» WHAT THE EXERCISE ASKS
Copy the rows word for word, starting from their first line and stopping after the line that contains "positive clicks: (189, 126) (179, 124)".

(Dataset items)
****
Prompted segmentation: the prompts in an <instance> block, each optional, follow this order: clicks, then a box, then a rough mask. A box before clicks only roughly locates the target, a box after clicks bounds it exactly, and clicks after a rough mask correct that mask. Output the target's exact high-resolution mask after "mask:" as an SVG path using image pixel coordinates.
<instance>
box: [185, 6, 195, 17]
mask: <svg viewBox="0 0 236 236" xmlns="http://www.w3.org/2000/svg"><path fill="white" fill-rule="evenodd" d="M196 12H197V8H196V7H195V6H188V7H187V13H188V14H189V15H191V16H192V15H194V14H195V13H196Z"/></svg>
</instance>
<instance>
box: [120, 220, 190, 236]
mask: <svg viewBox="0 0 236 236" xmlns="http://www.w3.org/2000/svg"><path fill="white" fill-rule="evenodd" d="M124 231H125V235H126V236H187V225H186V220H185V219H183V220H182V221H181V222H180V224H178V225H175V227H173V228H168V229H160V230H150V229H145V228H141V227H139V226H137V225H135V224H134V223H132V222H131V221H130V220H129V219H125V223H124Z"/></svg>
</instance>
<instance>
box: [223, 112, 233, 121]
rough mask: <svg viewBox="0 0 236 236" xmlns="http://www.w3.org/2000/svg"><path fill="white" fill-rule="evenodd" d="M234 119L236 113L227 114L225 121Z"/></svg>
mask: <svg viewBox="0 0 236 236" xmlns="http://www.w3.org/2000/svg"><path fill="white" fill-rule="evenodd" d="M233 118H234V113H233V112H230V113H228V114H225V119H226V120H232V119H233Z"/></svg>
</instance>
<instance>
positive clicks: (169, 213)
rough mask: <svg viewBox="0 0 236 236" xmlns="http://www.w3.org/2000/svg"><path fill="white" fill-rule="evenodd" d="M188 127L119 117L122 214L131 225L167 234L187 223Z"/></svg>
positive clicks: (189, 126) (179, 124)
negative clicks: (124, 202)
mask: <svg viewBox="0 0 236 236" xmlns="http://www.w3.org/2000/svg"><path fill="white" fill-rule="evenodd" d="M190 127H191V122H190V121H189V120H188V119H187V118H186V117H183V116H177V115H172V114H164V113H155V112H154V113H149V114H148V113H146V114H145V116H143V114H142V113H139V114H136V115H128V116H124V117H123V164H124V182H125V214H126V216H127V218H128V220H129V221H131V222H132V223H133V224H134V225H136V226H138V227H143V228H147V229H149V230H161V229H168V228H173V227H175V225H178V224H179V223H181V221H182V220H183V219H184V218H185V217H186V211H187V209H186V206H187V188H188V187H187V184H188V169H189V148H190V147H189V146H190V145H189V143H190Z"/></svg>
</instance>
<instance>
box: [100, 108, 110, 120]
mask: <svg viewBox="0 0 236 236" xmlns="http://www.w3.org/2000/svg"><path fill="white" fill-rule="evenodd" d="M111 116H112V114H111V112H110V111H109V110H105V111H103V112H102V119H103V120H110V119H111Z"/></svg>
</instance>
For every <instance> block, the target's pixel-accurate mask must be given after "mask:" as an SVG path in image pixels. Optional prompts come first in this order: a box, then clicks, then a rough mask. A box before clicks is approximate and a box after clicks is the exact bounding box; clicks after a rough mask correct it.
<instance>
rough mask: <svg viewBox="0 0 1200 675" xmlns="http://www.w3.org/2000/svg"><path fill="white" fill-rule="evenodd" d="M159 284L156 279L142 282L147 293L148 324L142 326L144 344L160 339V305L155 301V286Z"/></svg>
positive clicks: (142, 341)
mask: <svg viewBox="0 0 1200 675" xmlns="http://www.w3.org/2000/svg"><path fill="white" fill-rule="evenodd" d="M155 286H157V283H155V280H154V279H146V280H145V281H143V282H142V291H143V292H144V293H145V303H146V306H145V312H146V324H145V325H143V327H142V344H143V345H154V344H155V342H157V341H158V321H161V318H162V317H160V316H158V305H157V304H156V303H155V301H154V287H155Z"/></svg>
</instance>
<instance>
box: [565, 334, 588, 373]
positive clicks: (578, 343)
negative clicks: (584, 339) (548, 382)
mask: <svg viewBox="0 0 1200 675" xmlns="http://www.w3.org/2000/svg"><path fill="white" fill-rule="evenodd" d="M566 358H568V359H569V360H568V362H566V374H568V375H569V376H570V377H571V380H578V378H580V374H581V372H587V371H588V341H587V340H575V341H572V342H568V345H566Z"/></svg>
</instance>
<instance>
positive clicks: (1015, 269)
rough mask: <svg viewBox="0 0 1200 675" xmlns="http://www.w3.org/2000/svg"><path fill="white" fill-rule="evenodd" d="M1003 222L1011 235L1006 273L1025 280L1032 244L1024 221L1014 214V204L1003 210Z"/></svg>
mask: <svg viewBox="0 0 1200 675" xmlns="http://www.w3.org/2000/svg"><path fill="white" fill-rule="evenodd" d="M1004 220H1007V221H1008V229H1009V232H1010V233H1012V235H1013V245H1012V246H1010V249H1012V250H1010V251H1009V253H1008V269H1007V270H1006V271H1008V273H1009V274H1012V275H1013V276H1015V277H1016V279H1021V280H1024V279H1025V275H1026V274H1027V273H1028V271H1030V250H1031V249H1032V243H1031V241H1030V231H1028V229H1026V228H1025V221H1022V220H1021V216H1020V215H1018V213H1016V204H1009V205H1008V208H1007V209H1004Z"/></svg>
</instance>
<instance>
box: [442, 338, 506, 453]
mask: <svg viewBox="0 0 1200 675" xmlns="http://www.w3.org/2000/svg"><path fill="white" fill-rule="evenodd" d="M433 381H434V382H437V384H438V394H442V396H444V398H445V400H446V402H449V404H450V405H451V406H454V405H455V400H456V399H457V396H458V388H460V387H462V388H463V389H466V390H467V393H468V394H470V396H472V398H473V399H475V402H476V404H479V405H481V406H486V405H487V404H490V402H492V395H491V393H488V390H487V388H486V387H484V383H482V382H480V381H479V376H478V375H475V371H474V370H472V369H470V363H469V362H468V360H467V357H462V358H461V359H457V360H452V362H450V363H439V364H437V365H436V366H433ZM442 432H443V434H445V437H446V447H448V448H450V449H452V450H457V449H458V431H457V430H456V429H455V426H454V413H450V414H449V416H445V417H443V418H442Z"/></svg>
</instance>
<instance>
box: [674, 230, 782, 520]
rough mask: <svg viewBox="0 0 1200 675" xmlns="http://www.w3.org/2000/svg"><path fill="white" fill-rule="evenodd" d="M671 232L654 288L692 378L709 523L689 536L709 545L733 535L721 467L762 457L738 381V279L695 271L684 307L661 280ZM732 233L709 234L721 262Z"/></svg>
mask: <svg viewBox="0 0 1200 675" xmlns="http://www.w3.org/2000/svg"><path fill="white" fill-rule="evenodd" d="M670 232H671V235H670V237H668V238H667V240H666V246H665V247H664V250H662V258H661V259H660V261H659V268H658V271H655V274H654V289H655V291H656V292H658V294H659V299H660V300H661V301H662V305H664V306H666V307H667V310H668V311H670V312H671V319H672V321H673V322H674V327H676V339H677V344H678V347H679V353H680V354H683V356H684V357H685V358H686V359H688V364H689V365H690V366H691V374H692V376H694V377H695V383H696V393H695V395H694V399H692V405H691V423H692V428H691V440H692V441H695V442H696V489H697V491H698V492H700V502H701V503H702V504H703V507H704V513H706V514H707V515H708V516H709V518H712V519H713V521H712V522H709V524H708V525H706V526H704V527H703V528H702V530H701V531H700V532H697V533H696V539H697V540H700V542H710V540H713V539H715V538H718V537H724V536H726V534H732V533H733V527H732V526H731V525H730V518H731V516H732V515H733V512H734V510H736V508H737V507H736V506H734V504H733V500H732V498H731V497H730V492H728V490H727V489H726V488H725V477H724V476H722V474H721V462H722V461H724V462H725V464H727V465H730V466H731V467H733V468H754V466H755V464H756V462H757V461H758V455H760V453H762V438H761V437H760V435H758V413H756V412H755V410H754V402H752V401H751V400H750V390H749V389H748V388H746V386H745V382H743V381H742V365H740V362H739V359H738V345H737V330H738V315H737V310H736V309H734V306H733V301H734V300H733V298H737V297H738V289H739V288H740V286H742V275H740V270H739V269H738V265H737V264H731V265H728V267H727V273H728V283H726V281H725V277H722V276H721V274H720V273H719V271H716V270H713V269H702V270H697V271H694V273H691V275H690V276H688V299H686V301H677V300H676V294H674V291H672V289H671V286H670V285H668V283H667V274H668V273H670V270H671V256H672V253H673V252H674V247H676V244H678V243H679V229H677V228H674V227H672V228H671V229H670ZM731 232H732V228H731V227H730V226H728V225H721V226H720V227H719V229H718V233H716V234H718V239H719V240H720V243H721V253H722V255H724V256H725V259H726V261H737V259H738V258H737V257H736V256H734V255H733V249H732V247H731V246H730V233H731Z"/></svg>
****
» ANSWER
Prompted segmentation: the prompts in an <instance> block, each optional, follow this order: clicks, then a box, then a rough mask. A box before clicks only roughly locates the target, a box after clicks bounds it exactly, and clicks after a rough mask correct that mask. Output the target's exact high-resolution mask after "mask:" as an SVG path using image pixel coordinates.
<instance>
box: [185, 6, 195, 17]
mask: <svg viewBox="0 0 236 236" xmlns="http://www.w3.org/2000/svg"><path fill="white" fill-rule="evenodd" d="M196 12H197V8H196V7H195V6H188V7H187V13H188V14H189V15H191V16H192V15H194V14H195V13H196Z"/></svg>
</instance>
<instance>
box: [120, 220, 190, 236]
mask: <svg viewBox="0 0 236 236" xmlns="http://www.w3.org/2000/svg"><path fill="white" fill-rule="evenodd" d="M124 231H125V235H126V236H187V225H186V220H185V219H183V220H182V221H181V222H180V224H178V225H175V227H173V228H168V229H160V230H150V229H145V228H141V227H139V226H137V225H135V224H134V223H132V222H131V221H130V220H129V219H125V223H124Z"/></svg>
</instance>
<instance>
box: [223, 112, 233, 121]
rough mask: <svg viewBox="0 0 236 236" xmlns="http://www.w3.org/2000/svg"><path fill="white" fill-rule="evenodd" d="M234 119L236 113L227 114L225 121Z"/></svg>
mask: <svg viewBox="0 0 236 236" xmlns="http://www.w3.org/2000/svg"><path fill="white" fill-rule="evenodd" d="M233 118H234V113H233V112H230V113H228V114H225V119H226V120H232V119H233Z"/></svg>
</instance>
<instance>
positive clicks: (169, 213)
rough mask: <svg viewBox="0 0 236 236" xmlns="http://www.w3.org/2000/svg"><path fill="white" fill-rule="evenodd" d="M188 127L119 117L122 214L131 225L167 234L187 223Z"/></svg>
positive clicks: (189, 126) (179, 124)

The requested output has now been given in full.